Given passage Block Start

With its paw held in a snare, the polar bear can do little to avoid the sting of a tranquilizer dart. Before long the bear is immobile, yet still conscious, as field workers move in to weigh and measure it, draw a blood sample, tattoo it and remove a tooth to estimate its age. This data is valuable to biologists studying polar bears, and, as this 1972 CBC-TV special explains, the bears aren't hard to find as they cluster near Churchill, Man. to await freeze-up in Hudson Bay.

Medium: Television
Program: One Northern Summer
Broadcast Date: Feb. 2, 1972
Narrator: Alan Maitland
Duration: 5:51

Did You know?


• Polar bears hunt their main prey, the ringed seal, by waiting at breathing holes in the ice. As the seal surfaces to gasp for air, the bear takes a swipe with its heavy paw, simultaneously lifting the seal out and killing it instantly. The fat of the seal is the most important nutritional component, and the bear eats it first to prevent other bears, which have an excellent sense of smell, from getting it.

• Polar bears begin gathering near Churchill, Man., in October every year to wait for ice to form on Hudson Bay. Having spent the summer fasting, they tend to be very hungry. On Oct. 31, Halloween, townspeople set up patrols at the edge of town so that children can go trick-or-treating without fear of encountering a bear.

Given passage Block End
Data supplied Block Start

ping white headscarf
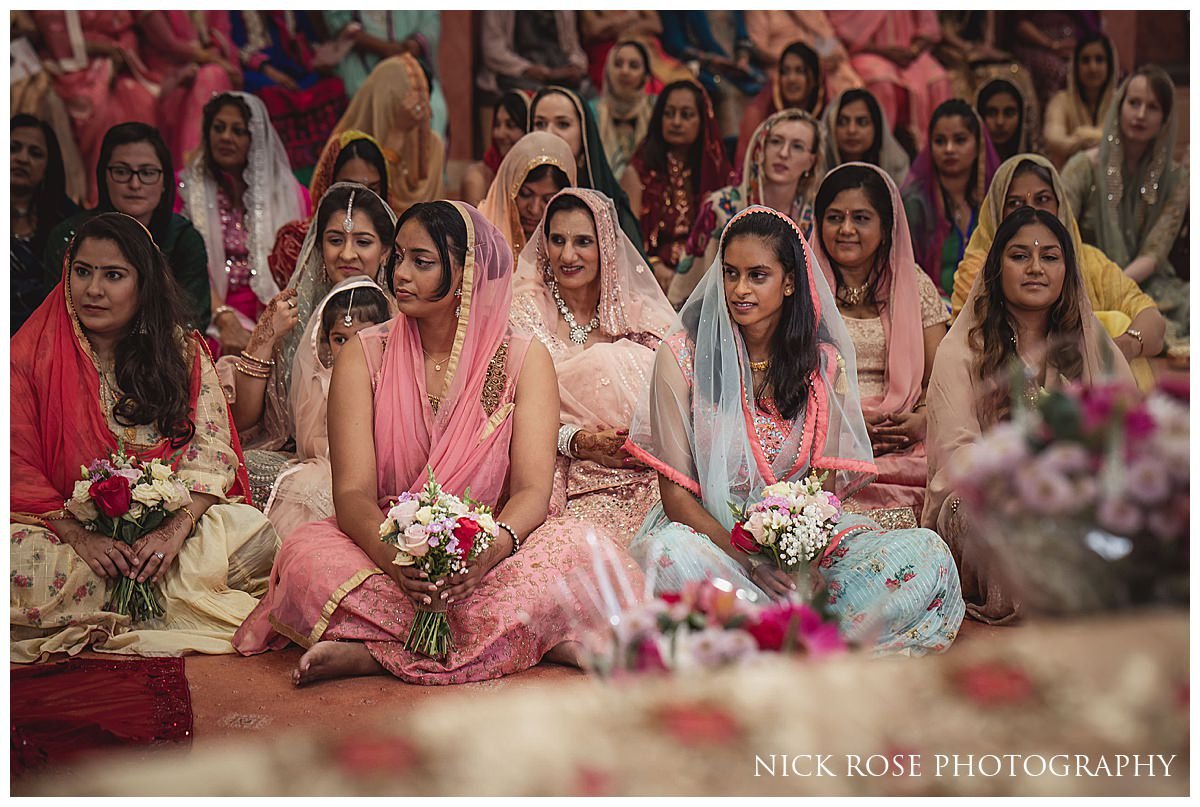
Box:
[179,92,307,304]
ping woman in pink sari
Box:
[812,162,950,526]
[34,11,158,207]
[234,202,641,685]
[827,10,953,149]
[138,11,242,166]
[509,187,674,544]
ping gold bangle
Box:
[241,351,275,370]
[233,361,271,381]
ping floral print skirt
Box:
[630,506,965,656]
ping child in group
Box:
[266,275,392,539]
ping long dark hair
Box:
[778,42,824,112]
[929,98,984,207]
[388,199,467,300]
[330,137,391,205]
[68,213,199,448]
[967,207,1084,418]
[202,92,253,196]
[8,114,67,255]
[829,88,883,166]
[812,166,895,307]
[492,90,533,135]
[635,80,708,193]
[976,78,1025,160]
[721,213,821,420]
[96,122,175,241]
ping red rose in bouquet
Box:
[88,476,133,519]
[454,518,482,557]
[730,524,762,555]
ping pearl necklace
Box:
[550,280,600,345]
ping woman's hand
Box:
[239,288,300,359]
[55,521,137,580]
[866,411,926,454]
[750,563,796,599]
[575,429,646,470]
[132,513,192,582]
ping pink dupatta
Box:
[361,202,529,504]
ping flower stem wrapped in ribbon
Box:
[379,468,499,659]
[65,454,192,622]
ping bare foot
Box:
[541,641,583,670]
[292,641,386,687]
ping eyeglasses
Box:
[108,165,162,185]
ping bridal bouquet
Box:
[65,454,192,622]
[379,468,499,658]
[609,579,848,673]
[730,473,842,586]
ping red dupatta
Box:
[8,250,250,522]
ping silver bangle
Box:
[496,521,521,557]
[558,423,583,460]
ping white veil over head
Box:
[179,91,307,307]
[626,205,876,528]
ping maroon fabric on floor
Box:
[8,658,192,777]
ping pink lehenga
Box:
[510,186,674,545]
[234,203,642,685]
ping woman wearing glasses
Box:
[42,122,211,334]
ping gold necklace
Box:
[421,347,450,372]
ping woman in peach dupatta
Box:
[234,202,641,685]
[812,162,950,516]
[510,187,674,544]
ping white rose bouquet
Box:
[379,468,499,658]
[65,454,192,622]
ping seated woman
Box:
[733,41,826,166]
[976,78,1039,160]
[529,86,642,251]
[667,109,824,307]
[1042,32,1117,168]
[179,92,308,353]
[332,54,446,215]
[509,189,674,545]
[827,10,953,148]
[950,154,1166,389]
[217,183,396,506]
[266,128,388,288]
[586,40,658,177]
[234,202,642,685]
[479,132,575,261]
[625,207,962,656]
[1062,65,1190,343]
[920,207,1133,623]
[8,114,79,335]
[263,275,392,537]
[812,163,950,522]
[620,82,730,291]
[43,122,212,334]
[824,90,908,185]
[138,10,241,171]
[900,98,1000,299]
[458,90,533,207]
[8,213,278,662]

Data supplied Block End
Data supplied Block Start

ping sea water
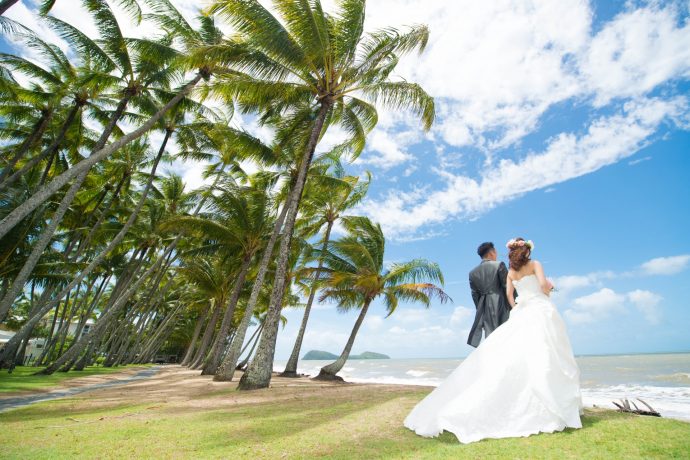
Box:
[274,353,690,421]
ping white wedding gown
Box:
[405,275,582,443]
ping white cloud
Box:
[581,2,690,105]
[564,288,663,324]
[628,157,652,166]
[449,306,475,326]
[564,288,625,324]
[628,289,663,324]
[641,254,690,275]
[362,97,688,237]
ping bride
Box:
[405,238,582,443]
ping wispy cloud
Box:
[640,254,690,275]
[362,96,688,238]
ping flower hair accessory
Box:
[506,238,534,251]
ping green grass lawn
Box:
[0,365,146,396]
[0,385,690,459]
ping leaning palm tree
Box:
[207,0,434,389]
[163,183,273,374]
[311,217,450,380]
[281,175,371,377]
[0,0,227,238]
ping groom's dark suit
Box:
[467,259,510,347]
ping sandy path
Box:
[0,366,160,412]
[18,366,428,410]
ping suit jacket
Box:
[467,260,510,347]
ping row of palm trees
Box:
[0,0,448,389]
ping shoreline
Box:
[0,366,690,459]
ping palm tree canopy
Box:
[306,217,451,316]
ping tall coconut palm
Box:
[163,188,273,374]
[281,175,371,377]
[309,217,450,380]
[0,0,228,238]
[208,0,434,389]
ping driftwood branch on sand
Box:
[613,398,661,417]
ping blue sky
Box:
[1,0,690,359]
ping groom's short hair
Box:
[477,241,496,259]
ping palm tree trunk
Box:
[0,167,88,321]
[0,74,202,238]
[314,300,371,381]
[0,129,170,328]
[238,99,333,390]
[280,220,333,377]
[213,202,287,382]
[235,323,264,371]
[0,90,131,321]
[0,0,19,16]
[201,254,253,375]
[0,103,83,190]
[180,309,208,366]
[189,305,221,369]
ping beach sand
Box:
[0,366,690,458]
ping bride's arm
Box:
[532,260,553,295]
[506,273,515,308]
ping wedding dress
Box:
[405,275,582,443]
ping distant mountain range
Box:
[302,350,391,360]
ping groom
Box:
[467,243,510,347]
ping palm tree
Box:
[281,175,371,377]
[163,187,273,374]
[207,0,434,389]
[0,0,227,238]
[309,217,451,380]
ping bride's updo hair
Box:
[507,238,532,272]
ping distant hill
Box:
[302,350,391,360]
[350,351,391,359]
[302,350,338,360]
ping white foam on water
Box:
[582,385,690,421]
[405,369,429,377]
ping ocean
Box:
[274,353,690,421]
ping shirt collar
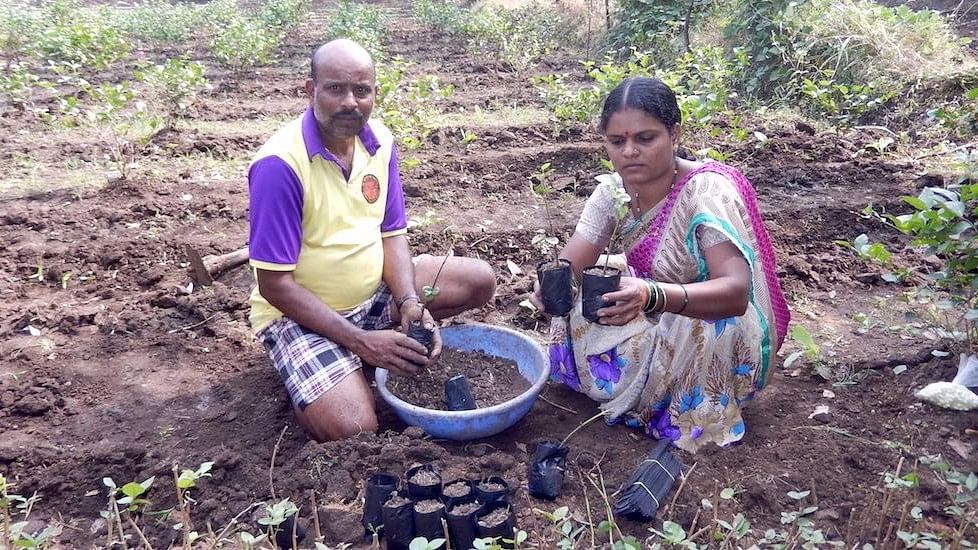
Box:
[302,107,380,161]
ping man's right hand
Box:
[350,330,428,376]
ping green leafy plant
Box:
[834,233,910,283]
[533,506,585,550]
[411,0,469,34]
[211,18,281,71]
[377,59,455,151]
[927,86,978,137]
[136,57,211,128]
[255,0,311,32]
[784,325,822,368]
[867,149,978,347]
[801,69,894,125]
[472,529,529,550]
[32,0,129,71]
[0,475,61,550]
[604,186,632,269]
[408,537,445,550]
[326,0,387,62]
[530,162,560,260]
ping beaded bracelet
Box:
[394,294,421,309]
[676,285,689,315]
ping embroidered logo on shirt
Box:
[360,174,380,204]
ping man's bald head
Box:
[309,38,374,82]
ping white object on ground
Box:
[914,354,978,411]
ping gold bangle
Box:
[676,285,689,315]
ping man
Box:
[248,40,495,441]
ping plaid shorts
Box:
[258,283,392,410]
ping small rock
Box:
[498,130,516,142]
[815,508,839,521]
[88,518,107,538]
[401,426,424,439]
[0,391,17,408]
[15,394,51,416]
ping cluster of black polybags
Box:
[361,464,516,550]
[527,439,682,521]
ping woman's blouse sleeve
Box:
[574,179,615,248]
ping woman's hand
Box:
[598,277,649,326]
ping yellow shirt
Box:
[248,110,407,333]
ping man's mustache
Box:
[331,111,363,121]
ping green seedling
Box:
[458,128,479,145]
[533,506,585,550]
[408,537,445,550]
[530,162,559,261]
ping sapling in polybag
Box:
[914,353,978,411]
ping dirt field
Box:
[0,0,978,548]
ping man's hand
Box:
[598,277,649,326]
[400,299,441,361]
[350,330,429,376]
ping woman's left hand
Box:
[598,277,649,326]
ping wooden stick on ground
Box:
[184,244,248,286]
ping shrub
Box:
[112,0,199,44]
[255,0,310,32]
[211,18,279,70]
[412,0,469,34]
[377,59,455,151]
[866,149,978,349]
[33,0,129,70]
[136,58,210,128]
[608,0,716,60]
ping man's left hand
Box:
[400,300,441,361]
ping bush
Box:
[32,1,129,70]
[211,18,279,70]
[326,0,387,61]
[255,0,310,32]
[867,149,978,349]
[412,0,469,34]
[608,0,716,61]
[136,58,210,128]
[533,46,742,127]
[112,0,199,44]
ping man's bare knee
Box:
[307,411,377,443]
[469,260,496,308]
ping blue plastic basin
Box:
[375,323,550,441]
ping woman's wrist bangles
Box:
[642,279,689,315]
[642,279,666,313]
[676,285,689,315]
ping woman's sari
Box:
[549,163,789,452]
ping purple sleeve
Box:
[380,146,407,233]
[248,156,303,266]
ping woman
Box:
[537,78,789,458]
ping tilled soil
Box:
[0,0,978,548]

Data supplied Block End

Exercise description:
From the polar bear passage, copy out word for word the part that opens with the words containing "Did You know?" and closes with "from getting it.". The records come from a different source than the text.

Output below:
Did You know?


• Polar bears hunt their main prey, the ringed seal, by waiting at breathing holes in the ice. As the seal surfaces to gasp for air, the bear takes a swipe with its heavy paw, simultaneously lifting the seal out and killing it instantly. The fat of the seal is the most important nutritional component, and the bear eats it first to prevent other bears, which have an excellent sense of smell, from getting it.